(Natural language region descriptions)
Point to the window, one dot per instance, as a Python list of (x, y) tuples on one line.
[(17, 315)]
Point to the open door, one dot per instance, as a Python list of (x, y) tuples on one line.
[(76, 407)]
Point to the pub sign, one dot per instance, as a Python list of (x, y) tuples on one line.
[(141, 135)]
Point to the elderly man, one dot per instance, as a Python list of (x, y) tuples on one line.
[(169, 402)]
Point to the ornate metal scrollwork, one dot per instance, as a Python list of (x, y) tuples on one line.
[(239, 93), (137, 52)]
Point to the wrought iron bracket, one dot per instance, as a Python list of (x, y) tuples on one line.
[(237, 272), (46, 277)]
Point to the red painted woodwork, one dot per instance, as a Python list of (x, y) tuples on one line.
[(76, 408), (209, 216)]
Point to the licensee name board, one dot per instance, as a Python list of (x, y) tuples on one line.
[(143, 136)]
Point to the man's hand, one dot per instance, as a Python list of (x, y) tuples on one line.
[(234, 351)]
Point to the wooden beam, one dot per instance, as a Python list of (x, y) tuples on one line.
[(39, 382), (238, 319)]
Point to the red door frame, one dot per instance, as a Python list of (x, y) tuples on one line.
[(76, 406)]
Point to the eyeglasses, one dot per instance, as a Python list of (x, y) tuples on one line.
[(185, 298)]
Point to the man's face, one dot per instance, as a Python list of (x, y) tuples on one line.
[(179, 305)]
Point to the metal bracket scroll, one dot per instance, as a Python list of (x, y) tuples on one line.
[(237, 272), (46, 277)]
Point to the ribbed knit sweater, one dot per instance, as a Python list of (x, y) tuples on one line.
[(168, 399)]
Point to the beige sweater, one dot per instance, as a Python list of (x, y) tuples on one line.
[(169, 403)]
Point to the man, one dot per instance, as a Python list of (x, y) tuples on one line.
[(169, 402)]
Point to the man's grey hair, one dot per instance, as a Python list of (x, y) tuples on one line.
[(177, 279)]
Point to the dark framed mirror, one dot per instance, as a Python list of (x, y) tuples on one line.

__YOUR TASK__. Nothing but the exact lines of the data above, from the line containing "Point to the man, one" through the last, should appear in the answer.

__SOLUTION FOR THIS PROBLEM__.
Point to the man, one dot per instance, as a Python list of (x, y) tuples on one line.
[(169, 402)]
Point to the man's grey hair, one dot per instance, as a Python list of (x, y) tuples on one line.
[(177, 279)]
Point to the dark framed mirror, one dot per instance, as a Python list of (x, y) tuples on one line.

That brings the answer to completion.